Data items
┌──

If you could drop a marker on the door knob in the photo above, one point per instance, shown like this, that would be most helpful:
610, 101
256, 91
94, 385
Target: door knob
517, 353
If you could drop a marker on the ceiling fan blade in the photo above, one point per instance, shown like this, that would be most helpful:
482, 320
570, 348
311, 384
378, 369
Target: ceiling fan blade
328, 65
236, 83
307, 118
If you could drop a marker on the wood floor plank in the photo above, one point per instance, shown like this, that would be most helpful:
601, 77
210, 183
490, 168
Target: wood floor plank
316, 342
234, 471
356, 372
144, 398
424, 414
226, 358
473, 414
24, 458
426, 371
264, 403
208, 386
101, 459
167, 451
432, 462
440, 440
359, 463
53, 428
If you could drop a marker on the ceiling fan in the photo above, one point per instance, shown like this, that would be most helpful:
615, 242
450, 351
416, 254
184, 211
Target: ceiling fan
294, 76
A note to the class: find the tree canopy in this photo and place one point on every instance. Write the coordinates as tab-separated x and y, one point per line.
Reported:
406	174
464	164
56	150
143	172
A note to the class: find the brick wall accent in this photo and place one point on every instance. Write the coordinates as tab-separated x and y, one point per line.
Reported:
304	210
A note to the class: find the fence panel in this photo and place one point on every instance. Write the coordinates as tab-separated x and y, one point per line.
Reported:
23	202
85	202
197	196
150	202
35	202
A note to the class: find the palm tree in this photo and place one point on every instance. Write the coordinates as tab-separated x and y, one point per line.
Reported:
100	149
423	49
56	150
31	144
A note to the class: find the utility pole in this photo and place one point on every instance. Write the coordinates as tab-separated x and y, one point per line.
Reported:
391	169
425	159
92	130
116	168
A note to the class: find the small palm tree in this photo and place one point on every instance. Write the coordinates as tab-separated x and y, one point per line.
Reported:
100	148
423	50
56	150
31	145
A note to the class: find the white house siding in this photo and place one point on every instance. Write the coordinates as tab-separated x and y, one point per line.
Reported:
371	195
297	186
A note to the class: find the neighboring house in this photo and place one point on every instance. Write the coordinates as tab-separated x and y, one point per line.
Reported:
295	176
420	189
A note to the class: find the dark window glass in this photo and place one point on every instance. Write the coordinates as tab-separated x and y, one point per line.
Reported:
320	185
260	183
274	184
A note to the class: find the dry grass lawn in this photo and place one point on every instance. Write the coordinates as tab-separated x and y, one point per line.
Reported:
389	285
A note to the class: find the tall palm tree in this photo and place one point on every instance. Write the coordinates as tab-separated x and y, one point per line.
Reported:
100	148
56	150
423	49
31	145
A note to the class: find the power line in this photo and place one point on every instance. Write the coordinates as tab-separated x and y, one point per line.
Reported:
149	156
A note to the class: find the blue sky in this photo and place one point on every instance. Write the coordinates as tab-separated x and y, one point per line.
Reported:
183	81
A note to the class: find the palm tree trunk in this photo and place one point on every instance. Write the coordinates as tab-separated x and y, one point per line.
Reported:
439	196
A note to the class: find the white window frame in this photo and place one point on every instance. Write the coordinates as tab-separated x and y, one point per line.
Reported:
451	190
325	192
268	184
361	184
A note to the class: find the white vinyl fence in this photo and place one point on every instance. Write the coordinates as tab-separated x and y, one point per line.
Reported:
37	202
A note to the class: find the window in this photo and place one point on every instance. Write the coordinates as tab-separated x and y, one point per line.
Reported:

└──

> _PROBLEM REQUIREMENTS_
Repeat all of the data exactly.

> _RESPONSE TO THE EXERCISE_
If you could drop a marker on the door knob in the photo above, one point per instance, shown like this, that would be most helpful:
610, 101
256, 91
94, 385
Target: door knob
517, 353
If you could drop a marker on the ceiling fan blade in the photo above, one point per instance, shown like this, that would be most helpful:
482, 320
570, 348
311, 384
378, 369
Target: ceiling fan blade
328, 65
236, 83
307, 118
If you could drop a marker on the wood floor plank in the photo above, one point per instance, shown like this, that would be most helpful:
601, 77
210, 183
490, 168
Target: wood floor plank
316, 342
234, 471
356, 372
144, 398
424, 414
226, 358
473, 414
24, 458
426, 371
264, 403
208, 386
101, 459
167, 451
432, 462
440, 440
359, 463
53, 428
If you could drop a marker on the ceiling fan in the photo above, one point per instance, shown like this, that would be most helpful:
615, 242
450, 351
416, 254
184, 211
Target: ceiling fan
294, 76
A note to the class: find the tree canopy in this photo and place one point on every instance. Write the coordinates as tab-separated x and y, one point per line.
Reported:
406	174
464	164
56	150
143	172
A note to the class: find the brick wall accent in this photo and place one point on every instance. Write the coordinates as tab-separated x and y, one point per line.
Reported:
304	210
A note to the class: find the fence panel in this photo and place one point on every instance. Write the coordinates as tab-separated x and y, one point per line.
Reported:
23	202
85	202
197	196
150	202
35	202
A note to the class: find the palm tree in this photo and place one point on every instance. Write the coordinates as tab-separated x and y, one point per line.
Reported:
100	149
423	49
56	150
31	144
A note to the class: find the utility pole in this photo and place one point on every instance. Write the coordinates as tab-separated x and y, one point per line.
Reported:
391	169
425	159
92	130
116	168
A note to the class: find the small palm tree in this photo and place one point on every instance. Write the coordinates as tab-separated x and y, one point per line.
Reported:
100	148
423	50
56	150
31	145
A note to the class: find the white house siding in this photo and place one point on every instance. Write the coordinates as tab-separated x and y, one point per line.
Reported:
371	195
297	186
A note to the class: find the neighboring house in this photo and place one point on every instance. Write the coordinates as tab-separated x and y, one point per line.
Reported:
295	176
420	189
A note to the class: find the dark window glass in this photo and place one point on every instance. Write the coordinates as tab-separated x and y, one point per line.
Reported:
320	185
260	183
274	184
A note to the class: find the dry grass lawn in this photo and place one point on every instance. Write the coordinates as tab-separated x and y, one point per line.
Reported:
389	285
A note to the class: find the tall palm tree in this photo and place one point on every instance. Write the coordinates as tab-separated x and y, one point per line.
Reported:
100	148
56	150
423	49
31	145
A note to the class: find the power line in this photo and place one point on every instance. Write the coordinates as tab-separated x and y, one point per line.
Reported:
149	156
A note to the class: find the blue sky in this photo and place one point on every instance. Write the coordinates as tab-separated x and y, one point per line.
Reported:
183	81
A note to the class: find the palm tree trunk in this photo and place one point on every instance. Write the coordinates as tab-separated x and y, one point per line.
Reported:
439	196
A note to the class: find the white window frame in this photo and place one point on every instance. Write the coordinates as tab-separated x and y, one point per line.
Reported:
451	190
325	192
268	184
361	184
A note to the class: find the white vinyl fence in this photo and place one point on every instance. Write the coordinates as tab-separated x and y, one point per line.
Reported:
37	202
A note to the class: find the window in this photo and place one point on every instance. Write the coordinates as tab-separated x and y, one point per line.
Reported:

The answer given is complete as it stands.